Labels for object points
==*==

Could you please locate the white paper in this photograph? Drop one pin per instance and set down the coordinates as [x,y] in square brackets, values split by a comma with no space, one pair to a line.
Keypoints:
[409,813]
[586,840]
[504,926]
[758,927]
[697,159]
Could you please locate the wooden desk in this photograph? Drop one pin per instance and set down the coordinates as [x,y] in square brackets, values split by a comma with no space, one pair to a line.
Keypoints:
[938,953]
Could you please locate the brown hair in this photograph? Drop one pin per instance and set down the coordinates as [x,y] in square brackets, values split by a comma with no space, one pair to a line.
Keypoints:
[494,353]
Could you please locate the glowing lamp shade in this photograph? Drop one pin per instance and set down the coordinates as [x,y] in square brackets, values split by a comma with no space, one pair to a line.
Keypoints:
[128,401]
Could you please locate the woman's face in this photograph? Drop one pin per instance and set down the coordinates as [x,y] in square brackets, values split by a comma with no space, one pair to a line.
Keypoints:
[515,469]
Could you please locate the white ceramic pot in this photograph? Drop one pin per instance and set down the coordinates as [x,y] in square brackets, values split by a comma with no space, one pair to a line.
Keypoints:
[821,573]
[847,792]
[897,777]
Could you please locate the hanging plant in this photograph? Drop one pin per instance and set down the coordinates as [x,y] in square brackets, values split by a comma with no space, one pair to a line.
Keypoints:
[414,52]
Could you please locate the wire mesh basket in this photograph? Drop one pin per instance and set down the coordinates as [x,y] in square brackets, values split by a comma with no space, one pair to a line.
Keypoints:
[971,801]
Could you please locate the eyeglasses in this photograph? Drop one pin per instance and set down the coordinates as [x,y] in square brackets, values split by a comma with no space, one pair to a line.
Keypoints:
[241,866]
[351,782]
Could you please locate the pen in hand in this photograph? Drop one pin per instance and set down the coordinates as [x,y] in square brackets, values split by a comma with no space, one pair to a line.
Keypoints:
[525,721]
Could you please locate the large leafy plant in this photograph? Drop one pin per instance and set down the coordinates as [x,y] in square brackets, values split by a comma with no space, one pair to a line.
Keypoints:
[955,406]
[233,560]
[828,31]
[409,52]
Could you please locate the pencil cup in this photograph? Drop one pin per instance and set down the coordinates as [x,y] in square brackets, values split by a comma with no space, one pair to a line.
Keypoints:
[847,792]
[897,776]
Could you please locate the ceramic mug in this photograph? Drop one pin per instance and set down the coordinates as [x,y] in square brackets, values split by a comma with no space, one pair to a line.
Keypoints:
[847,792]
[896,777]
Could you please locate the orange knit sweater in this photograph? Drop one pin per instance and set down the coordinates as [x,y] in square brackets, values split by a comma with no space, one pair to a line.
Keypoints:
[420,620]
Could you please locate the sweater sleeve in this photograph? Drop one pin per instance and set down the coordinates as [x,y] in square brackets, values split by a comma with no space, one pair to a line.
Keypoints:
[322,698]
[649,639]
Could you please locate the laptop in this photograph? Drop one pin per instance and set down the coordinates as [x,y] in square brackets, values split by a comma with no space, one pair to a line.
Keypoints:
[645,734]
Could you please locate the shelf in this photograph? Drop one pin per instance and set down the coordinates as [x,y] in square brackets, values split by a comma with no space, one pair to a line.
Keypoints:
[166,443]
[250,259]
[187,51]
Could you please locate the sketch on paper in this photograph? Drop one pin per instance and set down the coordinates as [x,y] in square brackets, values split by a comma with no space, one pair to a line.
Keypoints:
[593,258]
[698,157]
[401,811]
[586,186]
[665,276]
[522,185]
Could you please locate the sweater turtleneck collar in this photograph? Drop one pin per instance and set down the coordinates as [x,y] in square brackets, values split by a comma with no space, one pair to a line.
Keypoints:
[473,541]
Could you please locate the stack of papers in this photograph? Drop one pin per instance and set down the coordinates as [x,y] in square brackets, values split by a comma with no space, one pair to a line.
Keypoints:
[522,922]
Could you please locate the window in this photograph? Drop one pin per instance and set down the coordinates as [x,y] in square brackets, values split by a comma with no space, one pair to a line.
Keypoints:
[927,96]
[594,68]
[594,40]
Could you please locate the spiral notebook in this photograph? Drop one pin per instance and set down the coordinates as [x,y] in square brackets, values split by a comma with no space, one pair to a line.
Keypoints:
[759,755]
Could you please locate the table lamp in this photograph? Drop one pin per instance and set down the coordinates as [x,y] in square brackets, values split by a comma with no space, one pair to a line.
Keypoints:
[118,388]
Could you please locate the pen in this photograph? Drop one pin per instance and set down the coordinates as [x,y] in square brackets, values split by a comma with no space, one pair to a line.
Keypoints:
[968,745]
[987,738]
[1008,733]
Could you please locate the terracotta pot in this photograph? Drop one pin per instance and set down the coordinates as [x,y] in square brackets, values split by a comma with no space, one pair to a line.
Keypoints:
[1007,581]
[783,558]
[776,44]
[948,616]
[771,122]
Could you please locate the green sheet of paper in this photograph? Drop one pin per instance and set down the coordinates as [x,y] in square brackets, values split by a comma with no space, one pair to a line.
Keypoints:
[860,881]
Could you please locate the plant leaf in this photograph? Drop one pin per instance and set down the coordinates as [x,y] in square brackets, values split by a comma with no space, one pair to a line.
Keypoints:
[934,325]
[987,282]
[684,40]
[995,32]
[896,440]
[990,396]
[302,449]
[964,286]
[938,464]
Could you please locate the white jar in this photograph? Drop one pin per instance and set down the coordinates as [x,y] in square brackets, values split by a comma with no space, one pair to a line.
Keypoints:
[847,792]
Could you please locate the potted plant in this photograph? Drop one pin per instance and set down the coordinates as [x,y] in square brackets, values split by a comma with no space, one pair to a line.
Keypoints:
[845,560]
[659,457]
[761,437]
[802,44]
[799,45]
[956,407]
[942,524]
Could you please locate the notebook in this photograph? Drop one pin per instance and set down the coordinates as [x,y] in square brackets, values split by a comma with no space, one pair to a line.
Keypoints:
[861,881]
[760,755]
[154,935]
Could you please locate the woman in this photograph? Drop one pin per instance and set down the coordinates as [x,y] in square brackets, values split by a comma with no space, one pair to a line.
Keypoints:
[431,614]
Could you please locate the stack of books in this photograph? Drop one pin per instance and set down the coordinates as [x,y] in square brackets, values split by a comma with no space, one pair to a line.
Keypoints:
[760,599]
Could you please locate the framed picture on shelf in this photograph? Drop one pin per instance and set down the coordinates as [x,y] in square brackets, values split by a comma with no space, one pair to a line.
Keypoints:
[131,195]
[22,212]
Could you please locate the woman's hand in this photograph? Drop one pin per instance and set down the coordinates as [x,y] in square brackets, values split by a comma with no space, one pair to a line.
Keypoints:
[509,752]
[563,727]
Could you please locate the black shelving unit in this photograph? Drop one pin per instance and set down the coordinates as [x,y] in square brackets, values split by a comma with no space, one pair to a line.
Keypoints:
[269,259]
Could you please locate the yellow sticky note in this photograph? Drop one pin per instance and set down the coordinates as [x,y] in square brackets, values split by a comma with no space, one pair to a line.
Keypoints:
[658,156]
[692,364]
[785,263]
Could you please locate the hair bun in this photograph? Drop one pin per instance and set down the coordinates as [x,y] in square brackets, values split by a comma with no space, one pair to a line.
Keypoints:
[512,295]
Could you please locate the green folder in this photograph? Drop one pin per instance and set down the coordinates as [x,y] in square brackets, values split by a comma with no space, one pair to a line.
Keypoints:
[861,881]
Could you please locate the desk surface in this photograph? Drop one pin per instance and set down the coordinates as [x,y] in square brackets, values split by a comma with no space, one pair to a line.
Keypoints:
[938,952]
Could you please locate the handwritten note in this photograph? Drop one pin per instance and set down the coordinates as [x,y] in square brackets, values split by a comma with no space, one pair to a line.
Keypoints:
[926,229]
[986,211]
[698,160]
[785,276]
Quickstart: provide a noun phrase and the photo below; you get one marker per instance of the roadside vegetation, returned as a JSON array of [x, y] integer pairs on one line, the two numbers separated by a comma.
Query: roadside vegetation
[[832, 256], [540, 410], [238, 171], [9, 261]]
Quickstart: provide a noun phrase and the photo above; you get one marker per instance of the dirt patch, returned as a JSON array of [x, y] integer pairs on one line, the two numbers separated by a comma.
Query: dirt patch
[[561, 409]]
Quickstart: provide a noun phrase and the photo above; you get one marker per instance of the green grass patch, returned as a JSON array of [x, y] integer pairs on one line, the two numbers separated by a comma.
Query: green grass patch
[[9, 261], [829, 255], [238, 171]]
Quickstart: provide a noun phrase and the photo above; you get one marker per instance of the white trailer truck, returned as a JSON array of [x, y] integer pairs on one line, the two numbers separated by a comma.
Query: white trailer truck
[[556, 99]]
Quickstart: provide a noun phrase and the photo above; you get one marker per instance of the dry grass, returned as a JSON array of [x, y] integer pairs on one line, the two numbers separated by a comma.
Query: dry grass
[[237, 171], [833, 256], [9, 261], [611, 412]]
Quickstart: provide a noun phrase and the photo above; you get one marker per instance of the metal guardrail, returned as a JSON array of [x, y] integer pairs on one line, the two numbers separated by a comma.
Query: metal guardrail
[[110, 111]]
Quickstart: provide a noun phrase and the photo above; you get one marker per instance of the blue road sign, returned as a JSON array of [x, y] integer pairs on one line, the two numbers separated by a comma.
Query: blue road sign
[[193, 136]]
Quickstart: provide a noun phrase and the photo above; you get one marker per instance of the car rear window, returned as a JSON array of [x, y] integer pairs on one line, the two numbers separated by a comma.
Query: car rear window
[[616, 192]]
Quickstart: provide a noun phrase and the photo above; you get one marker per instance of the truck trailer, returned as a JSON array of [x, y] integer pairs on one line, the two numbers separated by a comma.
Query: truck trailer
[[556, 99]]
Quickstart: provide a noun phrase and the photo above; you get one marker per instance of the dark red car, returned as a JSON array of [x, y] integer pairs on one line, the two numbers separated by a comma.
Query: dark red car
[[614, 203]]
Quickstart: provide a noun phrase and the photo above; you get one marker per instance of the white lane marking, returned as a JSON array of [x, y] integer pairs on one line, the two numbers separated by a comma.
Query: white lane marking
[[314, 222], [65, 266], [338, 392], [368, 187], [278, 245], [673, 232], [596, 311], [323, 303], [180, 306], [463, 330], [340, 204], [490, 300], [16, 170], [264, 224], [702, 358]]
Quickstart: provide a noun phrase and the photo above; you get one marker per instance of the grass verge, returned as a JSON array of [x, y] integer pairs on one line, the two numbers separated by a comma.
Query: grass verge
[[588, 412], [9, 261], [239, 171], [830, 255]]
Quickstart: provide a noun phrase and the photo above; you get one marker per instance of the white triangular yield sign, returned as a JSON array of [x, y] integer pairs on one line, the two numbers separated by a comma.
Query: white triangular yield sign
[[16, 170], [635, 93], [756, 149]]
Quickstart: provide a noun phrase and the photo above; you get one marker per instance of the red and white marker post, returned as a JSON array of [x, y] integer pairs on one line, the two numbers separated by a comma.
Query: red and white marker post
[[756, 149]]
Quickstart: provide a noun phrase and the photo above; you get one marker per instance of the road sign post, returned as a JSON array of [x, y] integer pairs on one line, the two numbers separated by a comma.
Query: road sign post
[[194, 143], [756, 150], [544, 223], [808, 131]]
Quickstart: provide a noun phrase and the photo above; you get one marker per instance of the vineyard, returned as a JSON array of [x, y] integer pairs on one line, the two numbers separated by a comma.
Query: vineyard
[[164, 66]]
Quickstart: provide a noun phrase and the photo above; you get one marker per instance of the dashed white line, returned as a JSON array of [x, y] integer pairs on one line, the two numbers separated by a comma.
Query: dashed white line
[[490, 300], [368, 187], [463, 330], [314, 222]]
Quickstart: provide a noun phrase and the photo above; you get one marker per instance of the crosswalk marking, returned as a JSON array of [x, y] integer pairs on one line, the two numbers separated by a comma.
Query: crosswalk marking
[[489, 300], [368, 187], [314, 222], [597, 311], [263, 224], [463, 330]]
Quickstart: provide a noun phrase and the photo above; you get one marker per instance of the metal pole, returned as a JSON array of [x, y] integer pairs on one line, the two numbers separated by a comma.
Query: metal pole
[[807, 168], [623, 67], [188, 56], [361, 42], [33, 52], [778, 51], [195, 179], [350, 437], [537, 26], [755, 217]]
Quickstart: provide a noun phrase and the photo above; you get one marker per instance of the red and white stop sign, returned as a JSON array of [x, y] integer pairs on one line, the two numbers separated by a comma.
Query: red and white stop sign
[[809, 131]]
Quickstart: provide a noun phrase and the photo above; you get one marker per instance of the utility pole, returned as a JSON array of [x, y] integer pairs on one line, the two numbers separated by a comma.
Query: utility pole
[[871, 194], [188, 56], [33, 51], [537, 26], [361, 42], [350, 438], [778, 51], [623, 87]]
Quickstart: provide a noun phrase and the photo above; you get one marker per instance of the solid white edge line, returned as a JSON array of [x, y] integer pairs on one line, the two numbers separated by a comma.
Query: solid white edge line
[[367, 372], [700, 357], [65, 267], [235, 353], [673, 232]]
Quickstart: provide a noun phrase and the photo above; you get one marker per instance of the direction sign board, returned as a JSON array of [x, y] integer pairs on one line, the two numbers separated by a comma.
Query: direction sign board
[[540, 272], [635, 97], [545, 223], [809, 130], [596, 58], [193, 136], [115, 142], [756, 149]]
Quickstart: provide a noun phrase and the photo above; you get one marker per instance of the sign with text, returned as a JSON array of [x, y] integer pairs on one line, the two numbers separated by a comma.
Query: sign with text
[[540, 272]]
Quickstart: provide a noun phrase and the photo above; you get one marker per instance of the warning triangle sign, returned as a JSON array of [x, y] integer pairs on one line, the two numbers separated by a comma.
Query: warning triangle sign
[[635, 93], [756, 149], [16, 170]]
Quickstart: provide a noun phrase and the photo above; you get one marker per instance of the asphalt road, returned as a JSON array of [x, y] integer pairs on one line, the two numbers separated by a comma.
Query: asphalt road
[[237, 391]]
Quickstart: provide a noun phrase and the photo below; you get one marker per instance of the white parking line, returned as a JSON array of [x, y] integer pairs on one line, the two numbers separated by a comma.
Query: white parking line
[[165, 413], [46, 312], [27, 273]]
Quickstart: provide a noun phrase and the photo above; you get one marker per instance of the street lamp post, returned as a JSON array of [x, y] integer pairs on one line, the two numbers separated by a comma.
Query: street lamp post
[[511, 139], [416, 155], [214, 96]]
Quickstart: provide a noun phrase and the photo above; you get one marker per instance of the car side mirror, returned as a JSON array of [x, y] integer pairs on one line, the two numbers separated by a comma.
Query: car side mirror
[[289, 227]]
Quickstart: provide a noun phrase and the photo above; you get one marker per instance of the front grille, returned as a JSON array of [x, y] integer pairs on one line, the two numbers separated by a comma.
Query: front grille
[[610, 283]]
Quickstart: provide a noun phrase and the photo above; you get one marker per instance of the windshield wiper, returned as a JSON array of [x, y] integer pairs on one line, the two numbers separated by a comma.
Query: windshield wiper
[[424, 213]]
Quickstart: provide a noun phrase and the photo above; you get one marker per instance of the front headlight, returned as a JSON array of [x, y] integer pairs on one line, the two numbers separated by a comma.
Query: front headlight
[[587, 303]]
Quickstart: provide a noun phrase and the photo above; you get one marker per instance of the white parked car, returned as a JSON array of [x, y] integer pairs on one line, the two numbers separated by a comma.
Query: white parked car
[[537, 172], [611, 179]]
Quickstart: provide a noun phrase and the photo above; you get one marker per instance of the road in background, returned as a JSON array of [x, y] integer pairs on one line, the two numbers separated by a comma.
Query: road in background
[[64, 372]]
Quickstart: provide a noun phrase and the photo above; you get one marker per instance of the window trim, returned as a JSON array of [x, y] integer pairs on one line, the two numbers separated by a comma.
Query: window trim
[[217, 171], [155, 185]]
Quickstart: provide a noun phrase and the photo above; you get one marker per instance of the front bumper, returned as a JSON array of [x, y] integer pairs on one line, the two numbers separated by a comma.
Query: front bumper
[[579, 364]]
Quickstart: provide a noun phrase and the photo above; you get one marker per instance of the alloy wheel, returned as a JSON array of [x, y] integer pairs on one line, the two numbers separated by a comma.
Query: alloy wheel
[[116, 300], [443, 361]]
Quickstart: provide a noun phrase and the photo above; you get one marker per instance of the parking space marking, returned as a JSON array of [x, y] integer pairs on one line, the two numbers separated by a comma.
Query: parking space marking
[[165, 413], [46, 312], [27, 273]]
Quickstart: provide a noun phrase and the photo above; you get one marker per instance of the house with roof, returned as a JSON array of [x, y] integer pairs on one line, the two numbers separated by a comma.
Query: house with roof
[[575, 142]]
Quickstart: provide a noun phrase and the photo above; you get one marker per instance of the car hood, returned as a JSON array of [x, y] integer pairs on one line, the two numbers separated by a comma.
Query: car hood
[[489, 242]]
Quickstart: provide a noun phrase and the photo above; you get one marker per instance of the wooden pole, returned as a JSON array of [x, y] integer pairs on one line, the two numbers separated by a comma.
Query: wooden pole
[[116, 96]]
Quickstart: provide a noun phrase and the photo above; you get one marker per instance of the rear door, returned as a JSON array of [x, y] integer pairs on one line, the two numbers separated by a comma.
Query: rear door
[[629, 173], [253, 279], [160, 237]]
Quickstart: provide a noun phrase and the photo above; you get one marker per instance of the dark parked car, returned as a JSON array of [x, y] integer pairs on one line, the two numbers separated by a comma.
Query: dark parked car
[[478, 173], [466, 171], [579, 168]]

==*==

> **Exercise prompt**: Revise the part of the data that opens with the line containing "metal guardrail, returned" and closes with the line containing "224], [702, 358]]" by replacing "noun phrase" with "short phrase" throughout, leaving everything else unchanged. Give back only those lines.

> **Written answer**:
Quickstart: provide a short phrase and the photo above; you get one marker per instance of the metal guardrail, returned as a JSON array of [x, y] integer pairs on one line, the two numbers separated by a comma.
Query: metal guardrail
[[110, 111]]
Quickstart: provide a short phrase and the photo above; you get one marker per instance of the blue road sign, returned as a JSON array of [x, y] integer pairs on one line, the two numbers separated by a comma.
Query: blue road sign
[[193, 136]]
Quickstart: provide a short phrase and the photo above; you get one marker per instance of the car rear window, returned as a JSON array of [x, y] integer pairs on one line, the two numbers separated by a comma.
Query: car rear window
[[616, 192]]
Quickstart: provide a short phrase and the photo above; you get one marker per instance of the truck trailer, returned as a JSON array of [x, y] integer pairs on one line, the two numbers separated by a comma.
Query: truck trailer
[[556, 99]]
Quickstart: provide a short phrase and the photo above; you get one marker per instance of the dark red car, returned as a JSON array of [x, y] integer pairs on one line, the two numbers separated by a comma.
Query: dark red car
[[614, 203]]
Quickstart: provide a short phrase and the photo above; you get one marker per instance of the white lane marking, returned as a JSON array of [x, y] integer pairs on one line, the two numbers separated by a comma.
Query: white lane marking
[[314, 222], [65, 266], [338, 392], [368, 187], [278, 245], [673, 232], [596, 311], [323, 303], [180, 306], [463, 330], [340, 204], [490, 300], [16, 170], [264, 224], [702, 358]]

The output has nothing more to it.